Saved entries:

#####

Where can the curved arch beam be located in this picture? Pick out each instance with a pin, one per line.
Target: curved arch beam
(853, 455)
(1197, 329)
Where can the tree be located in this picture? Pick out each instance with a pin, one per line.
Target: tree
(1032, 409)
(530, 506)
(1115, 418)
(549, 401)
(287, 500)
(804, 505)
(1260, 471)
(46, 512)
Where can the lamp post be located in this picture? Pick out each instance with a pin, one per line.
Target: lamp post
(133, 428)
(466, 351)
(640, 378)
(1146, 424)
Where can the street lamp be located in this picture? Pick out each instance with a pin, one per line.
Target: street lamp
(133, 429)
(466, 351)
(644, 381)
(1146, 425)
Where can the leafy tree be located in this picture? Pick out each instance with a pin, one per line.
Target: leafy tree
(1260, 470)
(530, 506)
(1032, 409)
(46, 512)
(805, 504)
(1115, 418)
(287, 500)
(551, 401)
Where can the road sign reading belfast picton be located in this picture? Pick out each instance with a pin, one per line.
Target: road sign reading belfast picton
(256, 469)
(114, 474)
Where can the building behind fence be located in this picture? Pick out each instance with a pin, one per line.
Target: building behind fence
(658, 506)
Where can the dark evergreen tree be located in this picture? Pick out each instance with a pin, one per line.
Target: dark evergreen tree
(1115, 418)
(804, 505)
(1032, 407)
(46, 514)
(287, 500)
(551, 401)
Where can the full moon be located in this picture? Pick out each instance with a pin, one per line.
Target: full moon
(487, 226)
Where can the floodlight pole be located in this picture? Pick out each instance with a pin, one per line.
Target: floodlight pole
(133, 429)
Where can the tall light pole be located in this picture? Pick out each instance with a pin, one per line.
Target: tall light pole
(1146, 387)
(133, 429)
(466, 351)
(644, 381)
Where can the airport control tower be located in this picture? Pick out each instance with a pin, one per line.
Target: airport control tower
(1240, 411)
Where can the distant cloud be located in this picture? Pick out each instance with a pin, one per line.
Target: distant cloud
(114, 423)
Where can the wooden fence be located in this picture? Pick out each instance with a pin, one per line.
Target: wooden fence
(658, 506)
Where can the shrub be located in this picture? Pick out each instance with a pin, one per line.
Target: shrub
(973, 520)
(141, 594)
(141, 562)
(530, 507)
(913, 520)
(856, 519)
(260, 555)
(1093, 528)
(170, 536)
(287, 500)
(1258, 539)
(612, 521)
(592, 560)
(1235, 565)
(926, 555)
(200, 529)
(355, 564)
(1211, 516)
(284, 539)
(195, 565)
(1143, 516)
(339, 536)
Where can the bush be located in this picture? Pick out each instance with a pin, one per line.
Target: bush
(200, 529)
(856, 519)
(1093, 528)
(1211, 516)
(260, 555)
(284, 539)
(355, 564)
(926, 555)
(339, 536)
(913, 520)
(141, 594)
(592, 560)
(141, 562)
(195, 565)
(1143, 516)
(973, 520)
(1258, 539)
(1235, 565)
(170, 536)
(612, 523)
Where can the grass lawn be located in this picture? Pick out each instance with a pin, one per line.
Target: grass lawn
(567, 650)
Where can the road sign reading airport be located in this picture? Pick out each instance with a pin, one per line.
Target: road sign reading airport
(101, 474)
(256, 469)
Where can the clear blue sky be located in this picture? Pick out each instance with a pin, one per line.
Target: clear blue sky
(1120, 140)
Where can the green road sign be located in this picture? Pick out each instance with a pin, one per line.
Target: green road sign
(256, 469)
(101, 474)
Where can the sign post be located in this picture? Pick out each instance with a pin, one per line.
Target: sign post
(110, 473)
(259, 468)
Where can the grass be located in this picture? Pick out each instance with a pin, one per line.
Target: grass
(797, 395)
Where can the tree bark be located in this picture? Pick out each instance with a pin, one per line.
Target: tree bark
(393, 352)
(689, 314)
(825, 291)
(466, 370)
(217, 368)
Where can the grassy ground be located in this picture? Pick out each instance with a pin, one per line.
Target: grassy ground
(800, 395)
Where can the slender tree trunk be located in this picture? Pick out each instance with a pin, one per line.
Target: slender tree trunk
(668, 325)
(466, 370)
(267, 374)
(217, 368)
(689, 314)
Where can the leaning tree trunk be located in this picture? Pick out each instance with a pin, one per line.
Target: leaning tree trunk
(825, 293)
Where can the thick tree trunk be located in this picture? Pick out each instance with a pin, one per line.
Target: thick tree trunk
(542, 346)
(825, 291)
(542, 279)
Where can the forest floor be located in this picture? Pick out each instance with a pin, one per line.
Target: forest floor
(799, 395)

#####

### WORK ORDER
What is needed is an exact repetition of the lines from the first line of the records through the line containing "Where can the lamp", both ends included, and nothing more.

### PROBLEM SOLUTION
Where can the curved arch beam be located in this picture? Pick out each instance with a pin, one per line.
Target: curved arch beam
(853, 455)
(1197, 329)
Where can the tree be located in this picture? Pick out each instance with a pin, one per line.
Target: tree
(1032, 409)
(530, 506)
(1115, 418)
(549, 401)
(287, 500)
(804, 505)
(1260, 471)
(46, 512)
Where can the lamp post be located in this picture? Pick out each instance with a pin, one per line.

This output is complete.